**Problems:**
(1) In the passage about Guangzhou factory shutdowns, what does the text point to as the basis for calling Kangle and Lujiang Villages the "most developed urban villages" in Guangzhou's garment industry?
(2) According to the passage about Guangzhou factory shutdowns, how many garment factories and warehousing companies lie within 1 square kilometer of the Kanglu area?
(3) Repeat the passage about Guangzhou factory shutdowns word for word, beginning at the words "Zhongda Textile Business District, the" and stopping after "is manufactured here.".

**Passage given:**
* Start *

The epidemic in Guangzhou shuts down thousands of factories


It is understood that within 1 square kilometer of the Kanglu area of ​​Fengyang Street in Guangzhou, more than 100,000 people live, and there are more than 5,200 garment factories and warehousing companies , and most of them are upstream and downstream labor-intensive industries such as textiles, garments, and accessories.
Zhongda Textile Business District, the largest professional textile market cluster in the country, is also located here. Zhongda Textile Business District is the epitome of the garment industry in Guangzhou and even the entire Pearl River Delta. More than half of the country’s mid- to low-end women’s clothing is manufactured here.
There is a common saying in the industry: “National textiles look to South China, and South China textiles look to medium-sized enterprises.” Its business district has 59 professional shopping malls, more than 23,000 merchants, and more than 150,000 migrant workers, absorbing a large number of migrant population. Among them, Kangle and Lujiang Villages have tens of thousands of tons of goods coming in and out every day… They are the “most developed urban villages” in Guangzhou’s garment industry.

Currently, the Zhongda Textile Business District has notified all wholesale markets and logistics to suspend production and operation activities; the garment factories in Haizhu District have completely shut down.

* End *

Region segmentation data:
* Start *

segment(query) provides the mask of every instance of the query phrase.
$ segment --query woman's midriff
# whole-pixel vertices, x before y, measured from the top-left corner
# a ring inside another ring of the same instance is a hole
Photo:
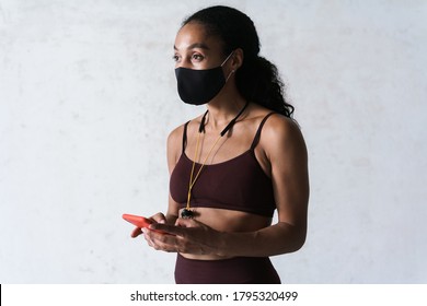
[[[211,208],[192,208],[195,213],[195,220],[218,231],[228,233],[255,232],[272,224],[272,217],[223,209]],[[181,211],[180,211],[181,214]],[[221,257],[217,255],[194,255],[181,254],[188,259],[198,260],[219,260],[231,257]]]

* End *
* Start *

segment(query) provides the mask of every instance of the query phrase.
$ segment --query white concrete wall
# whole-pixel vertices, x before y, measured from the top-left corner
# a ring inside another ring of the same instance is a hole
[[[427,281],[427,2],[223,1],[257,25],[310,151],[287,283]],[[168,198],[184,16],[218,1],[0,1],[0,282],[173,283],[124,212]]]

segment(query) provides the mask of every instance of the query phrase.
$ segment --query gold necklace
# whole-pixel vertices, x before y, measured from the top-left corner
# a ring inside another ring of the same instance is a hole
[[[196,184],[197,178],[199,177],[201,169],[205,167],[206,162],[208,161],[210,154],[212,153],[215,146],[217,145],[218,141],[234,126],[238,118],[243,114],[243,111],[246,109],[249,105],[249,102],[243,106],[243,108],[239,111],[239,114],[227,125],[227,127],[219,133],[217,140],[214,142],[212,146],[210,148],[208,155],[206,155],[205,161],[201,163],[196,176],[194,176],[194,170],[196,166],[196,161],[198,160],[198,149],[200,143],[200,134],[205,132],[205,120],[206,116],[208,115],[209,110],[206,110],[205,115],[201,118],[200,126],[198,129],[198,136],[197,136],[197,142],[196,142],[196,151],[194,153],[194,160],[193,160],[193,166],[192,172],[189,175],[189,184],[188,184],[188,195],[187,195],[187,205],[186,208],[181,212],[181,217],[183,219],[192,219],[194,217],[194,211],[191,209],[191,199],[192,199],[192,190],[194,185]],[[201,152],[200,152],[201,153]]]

* End *

**Solutions:**
(1) The text points to the tens of thousands of tons of goods that come in and out of Kangle and Lujiang Villages every day.

(2) More than 5,200.

(3)
Zhongda Textile Business District, the largest professional textile market cluster in the country, is also located here. Zhongda Textile Business District is the epitome of the garment industry in Guangzhou and even the entire Pearl River Delta. More than half of the country’s mid- to low-end women’s clothing is manufactured here.